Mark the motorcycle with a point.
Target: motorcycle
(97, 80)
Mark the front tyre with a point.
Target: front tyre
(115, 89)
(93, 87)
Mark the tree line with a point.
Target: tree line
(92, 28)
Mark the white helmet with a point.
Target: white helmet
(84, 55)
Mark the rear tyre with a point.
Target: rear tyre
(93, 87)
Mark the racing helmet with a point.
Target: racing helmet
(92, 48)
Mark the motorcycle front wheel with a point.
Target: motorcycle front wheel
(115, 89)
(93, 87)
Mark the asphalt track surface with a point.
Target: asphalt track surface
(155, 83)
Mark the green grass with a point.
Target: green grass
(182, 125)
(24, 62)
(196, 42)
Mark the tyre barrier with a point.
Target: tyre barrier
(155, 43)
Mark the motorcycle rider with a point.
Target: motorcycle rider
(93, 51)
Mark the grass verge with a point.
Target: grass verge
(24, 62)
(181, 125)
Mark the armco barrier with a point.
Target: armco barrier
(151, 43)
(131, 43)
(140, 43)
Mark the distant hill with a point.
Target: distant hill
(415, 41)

————————

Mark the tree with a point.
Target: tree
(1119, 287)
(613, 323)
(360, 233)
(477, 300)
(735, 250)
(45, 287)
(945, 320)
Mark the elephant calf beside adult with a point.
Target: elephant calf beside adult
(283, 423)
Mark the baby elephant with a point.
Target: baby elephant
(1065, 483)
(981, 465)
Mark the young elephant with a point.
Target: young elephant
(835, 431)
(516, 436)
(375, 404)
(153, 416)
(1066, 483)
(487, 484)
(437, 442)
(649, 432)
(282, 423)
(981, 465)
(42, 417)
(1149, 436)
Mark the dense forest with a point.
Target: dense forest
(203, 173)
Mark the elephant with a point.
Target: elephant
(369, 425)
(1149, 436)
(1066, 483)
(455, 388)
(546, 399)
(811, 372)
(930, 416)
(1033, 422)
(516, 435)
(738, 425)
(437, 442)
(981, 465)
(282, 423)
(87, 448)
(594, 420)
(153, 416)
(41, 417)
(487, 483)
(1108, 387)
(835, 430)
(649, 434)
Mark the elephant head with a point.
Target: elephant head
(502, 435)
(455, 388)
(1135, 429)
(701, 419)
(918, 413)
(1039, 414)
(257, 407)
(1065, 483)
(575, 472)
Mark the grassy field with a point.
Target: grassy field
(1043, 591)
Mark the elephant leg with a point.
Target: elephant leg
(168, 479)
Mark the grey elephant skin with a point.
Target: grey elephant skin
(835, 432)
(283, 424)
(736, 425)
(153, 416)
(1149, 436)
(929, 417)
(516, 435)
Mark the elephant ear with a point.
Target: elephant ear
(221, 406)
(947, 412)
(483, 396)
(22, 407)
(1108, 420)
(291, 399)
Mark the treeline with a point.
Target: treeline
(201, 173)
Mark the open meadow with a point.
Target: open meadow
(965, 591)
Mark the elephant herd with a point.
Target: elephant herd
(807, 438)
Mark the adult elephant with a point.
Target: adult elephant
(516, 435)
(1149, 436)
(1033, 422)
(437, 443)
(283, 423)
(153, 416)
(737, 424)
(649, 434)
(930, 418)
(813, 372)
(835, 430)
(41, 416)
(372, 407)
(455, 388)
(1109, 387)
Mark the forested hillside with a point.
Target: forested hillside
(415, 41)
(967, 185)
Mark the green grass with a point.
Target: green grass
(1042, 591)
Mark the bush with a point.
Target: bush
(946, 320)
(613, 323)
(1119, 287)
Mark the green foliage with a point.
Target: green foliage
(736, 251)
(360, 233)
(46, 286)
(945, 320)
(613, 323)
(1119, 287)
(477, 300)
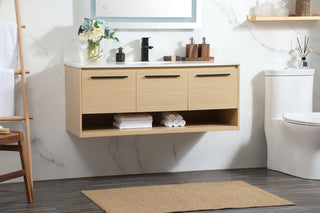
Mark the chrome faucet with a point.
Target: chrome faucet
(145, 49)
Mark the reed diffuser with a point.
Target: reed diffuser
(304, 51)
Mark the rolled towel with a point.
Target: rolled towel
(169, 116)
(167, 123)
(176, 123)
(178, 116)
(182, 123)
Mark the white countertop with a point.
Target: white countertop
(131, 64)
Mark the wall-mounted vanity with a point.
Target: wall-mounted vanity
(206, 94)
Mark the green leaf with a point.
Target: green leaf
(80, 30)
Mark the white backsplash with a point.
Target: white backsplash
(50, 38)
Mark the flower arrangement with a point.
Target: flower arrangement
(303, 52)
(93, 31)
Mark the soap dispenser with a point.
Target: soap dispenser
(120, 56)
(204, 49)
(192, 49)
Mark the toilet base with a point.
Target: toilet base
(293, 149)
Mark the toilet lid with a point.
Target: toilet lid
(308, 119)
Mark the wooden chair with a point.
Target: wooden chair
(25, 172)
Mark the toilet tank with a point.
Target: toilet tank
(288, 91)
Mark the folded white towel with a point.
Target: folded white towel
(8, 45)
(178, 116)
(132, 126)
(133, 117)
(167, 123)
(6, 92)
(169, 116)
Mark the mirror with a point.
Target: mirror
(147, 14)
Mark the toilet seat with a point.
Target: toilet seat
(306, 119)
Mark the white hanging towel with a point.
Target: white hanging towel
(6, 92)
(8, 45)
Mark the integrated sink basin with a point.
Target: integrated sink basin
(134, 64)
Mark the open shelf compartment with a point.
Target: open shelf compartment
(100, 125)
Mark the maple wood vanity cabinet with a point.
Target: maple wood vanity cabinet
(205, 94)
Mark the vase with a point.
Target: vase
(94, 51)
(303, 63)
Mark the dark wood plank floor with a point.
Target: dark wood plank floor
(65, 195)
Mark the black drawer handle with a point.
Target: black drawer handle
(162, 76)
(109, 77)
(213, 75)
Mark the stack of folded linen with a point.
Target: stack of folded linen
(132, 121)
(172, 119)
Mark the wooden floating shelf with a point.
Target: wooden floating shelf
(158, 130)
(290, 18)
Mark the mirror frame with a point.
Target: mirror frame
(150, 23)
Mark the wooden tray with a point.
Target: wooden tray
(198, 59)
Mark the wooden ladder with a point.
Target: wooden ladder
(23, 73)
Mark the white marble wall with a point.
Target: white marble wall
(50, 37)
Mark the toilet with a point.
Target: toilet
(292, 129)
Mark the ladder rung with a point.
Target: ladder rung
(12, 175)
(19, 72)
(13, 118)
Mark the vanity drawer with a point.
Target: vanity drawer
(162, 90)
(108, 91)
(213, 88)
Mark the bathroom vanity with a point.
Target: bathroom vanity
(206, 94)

————————

BRIEF = Locate every line in the two blocks of entries above that contains the word "vanity", and copy each of those lines.

TASK RESPONSE =
Mark the wall-mounted vanity with a point.
Target: wall-mounted vanity
Mark the maple wood vanity cabinet with a point.
Target: maple wood vanity cabinet
Mark the vanity drawer with a point.
Target: vanity drawer
Mark the bathroom vanity with a point.
Target: bathroom vanity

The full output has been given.